<<<<

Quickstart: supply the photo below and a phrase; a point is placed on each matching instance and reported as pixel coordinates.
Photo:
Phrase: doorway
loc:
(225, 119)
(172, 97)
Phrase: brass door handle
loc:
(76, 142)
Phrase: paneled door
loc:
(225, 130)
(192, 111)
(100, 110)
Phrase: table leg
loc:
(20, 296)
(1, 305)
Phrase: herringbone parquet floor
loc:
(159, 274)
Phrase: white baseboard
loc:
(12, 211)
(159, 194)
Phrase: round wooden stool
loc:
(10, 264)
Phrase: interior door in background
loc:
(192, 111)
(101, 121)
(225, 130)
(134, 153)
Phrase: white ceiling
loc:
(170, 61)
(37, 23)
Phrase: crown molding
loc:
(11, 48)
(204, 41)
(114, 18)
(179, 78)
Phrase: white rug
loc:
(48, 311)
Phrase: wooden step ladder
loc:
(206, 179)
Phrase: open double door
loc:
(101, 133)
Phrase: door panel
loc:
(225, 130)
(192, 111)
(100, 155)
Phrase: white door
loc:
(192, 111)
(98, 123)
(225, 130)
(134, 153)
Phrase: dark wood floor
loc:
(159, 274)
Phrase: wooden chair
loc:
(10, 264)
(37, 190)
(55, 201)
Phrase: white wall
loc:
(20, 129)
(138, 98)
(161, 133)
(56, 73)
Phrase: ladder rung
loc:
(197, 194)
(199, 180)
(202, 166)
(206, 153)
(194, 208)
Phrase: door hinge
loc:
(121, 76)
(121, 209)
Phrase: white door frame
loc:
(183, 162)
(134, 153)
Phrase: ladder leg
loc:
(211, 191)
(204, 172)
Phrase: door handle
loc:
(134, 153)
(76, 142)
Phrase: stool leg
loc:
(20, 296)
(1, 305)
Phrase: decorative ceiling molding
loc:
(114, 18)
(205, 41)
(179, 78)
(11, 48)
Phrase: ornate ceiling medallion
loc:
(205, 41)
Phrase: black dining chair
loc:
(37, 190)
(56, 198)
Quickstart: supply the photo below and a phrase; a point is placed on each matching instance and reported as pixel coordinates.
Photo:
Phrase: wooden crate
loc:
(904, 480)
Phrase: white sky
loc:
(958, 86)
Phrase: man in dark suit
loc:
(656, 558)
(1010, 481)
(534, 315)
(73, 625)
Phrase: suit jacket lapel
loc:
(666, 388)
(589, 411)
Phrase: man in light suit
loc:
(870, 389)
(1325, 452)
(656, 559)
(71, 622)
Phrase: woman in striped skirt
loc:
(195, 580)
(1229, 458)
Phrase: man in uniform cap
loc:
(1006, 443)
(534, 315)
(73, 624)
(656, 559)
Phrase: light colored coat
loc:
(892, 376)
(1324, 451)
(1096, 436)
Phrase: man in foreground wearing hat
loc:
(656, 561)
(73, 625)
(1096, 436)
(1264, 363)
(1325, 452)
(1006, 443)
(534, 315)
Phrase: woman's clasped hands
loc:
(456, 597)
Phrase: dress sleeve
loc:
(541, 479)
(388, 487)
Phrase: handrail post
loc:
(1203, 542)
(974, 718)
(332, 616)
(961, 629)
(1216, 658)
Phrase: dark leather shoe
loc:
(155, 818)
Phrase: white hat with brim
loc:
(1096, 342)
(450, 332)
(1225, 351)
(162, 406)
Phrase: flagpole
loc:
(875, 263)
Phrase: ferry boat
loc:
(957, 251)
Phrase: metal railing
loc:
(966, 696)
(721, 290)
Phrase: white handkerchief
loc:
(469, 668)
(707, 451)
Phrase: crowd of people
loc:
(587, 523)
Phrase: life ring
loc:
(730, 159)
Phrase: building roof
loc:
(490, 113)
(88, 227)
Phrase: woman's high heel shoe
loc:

>>>>

=== OBJECTIVE ===
Express every line of the rows above as a Markdown table with two columns, No. and Line. Number the lines in order and leave out any blank lines.

=== RESPONSE TO THE TASK ===
| No. | Line |
|---|---|
| 1 | Quickstart: supply the photo below and a phrase; a point is placed on each matching instance and reported as pixel coordinates. |
| 2 | Photo: |
| 3 | Phrase: doorway |
| 4 | loc: |
| 5 | (225, 119) |
| 6 | (172, 97) |
| 7 | Phrase: brass door handle |
| 8 | loc: |
| 9 | (76, 142) |
| 10 | Phrase: paneled door |
| 11 | loc: |
| 12 | (225, 130) |
| 13 | (192, 111) |
| 14 | (100, 110) |
| 15 | Phrase: table leg |
| 16 | loc: |
| 17 | (20, 296) |
| 18 | (1, 305) |
| 19 | Phrase: herringbone parquet floor |
| 20 | loc: |
| 21 | (159, 274) |
| 22 | Phrase: white baseboard |
| 23 | loc: |
| 24 | (12, 211) |
| 25 | (159, 194) |
| 26 | Phrase: round wooden stool |
| 27 | loc: |
| 28 | (10, 264) |
| 29 | Phrase: interior door in background |
| 30 | loc: |
| 31 | (192, 111) |
| 32 | (101, 121) |
| 33 | (225, 130) |
| 34 | (134, 153) |
| 35 | Phrase: white ceiling |
| 36 | loc: |
| 37 | (170, 61) |
| 38 | (37, 23) |
| 39 | Phrase: crown molding |
| 40 | loc: |
| 41 | (11, 48) |
| 42 | (204, 41) |
| 43 | (114, 18) |
| 44 | (179, 78) |
| 45 | Phrase: white rug |
| 46 | loc: |
| 47 | (48, 311) |
| 48 | Phrase: wooden step ladder |
| 49 | loc: |
| 50 | (206, 179) |
| 51 | Phrase: open double door |
| 52 | loc: |
| 53 | (101, 133) |
| 54 | Phrase: door panel |
| 55 | loc: |
| 56 | (225, 130) |
| 57 | (192, 111) |
| 58 | (100, 155) |
| 59 | Phrase: white door |
| 60 | loc: |
| 61 | (192, 111) |
| 62 | (98, 123) |
| 63 | (225, 130) |
| 64 | (134, 153) |
| 65 | Phrase: dark wood floor |
| 66 | loc: |
| 67 | (159, 274) |
| 68 | Phrase: wooden chair |
| 69 | loc: |
| 70 | (10, 264) |
| 71 | (37, 190) |
| 72 | (55, 201) |
| 73 | Phrase: white wall |
| 74 | loc: |
| 75 | (20, 129) |
| 76 | (138, 98) |
| 77 | (161, 133) |
| 78 | (56, 73) |
| 79 | Phrase: ladder rung |
| 80 | loc: |
| 81 | (197, 194) |
| 82 | (199, 180) |
| 83 | (202, 166) |
| 84 | (206, 153) |
| 85 | (194, 208) |
| 86 | Phrase: door hinge |
| 87 | loc: |
| 88 | (121, 76) |
| 89 | (121, 209) |
| 90 | Phrase: white door frame |
| 91 | loc: |
| 92 | (183, 162) |
| 93 | (134, 153) |
| 94 | Phrase: ladder leg |
| 95 | loc: |
| 96 | (211, 191) |
| 97 | (204, 172) |
| 98 | Phrase: door handle |
| 99 | loc: |
| 100 | (134, 153) |
| 101 | (76, 142) |
| 102 | Phrase: stool leg |
| 103 | loc: |
| 104 | (20, 296) |
| 105 | (1, 305) |
| 106 | Phrase: decorative ceiling molding |
| 107 | loc: |
| 108 | (114, 18) |
| 109 | (205, 41) |
| 110 | (179, 78) |
| 111 | (11, 48) |
| 112 | Phrase: ornate ceiling medallion |
| 113 | loc: |
| 114 | (205, 41) |
| 115 | Phrase: black dining chair |
| 116 | loc: |
| 117 | (37, 190) |
| 118 | (56, 198) |
| 119 | Quickstart: supply the photo below and a phrase; a point is placed on each matching instance and reported as pixel coordinates. |
| 120 | Photo: |
| 121 | Phrase: wooden crate |
| 122 | loc: |
| 123 | (904, 480) |
| 124 | Phrase: white sky |
| 125 | loc: |
| 126 | (958, 86) |
| 127 | Phrase: man in dark suit |
| 128 | loc: |
| 129 | (656, 558) |
| 130 | (1010, 481) |
| 131 | (534, 315) |
| 132 | (73, 625) |
| 133 | Phrase: suit jacket lapel |
| 134 | loc: |
| 135 | (666, 388) |
| 136 | (589, 411) |
| 137 | Phrase: man in light suit |
| 138 | loc: |
| 139 | (870, 389) |
| 140 | (1325, 452) |
| 141 | (656, 559) |
| 142 | (71, 622) |
| 143 | Phrase: woman in striped skirt |
| 144 | loc: |
| 145 | (195, 580) |
| 146 | (1229, 458) |
| 147 | Phrase: man in uniform cap |
| 148 | loc: |
| 149 | (1006, 443) |
| 150 | (534, 315) |
| 151 | (73, 624) |
| 152 | (656, 559) |
| 153 | Phrase: light colored coat |
| 154 | loc: |
| 155 | (892, 376) |
| 156 | (1324, 451) |
| 157 | (1096, 436) |
| 158 | Phrase: man in foreground wearing hat |
| 159 | loc: |
| 160 | (656, 561) |
| 161 | (73, 625) |
| 162 | (1096, 436) |
| 163 | (1264, 363) |
| 164 | (1325, 452) |
| 165 | (1006, 443) |
| 166 | (534, 315) |
| 167 | Phrase: woman's clasped hands |
| 168 | loc: |
| 169 | (456, 597) |
| 170 | Phrase: dress sleeve |
| 171 | loc: |
| 172 | (541, 479) |
| 173 | (388, 487) |
| 174 | Phrase: handrail post |
| 175 | loc: |
| 176 | (1203, 542) |
| 177 | (974, 718) |
| 178 | (332, 616) |
| 179 | (961, 629) |
| 180 | (1216, 658) |
| 181 | Phrase: dark leather shoe |
| 182 | loc: |
| 183 | (155, 818) |
| 184 | Phrase: white hat with brim |
| 185 | loc: |
| 186 | (1096, 342) |
| 187 | (450, 332) |
| 188 | (1225, 351) |
| 189 | (162, 406) |
| 190 | Phrase: flagpole |
| 191 | loc: |
| 192 | (875, 263) |
| 193 | Phrase: ferry boat |
| 194 | loc: |
| 195 | (957, 251) |
| 196 | Phrase: metal railing |
| 197 | loc: |
| 198 | (966, 696) |
| 199 | (721, 290) |
| 200 | Phrase: white handkerchief |
| 201 | loc: |
| 202 | (469, 668) |
| 203 | (707, 451) |
| 204 | Phrase: crowd of people |
| 205 | loc: |
| 206 | (587, 523) |
| 207 | Phrase: life ring |
| 208 | loc: |
| 209 | (730, 159) |
| 210 | Phrase: building roof |
| 211 | loc: |
| 212 | (490, 113) |
| 213 | (88, 227) |
| 214 | Phrase: woman's high heel shoe |
| 215 | loc: |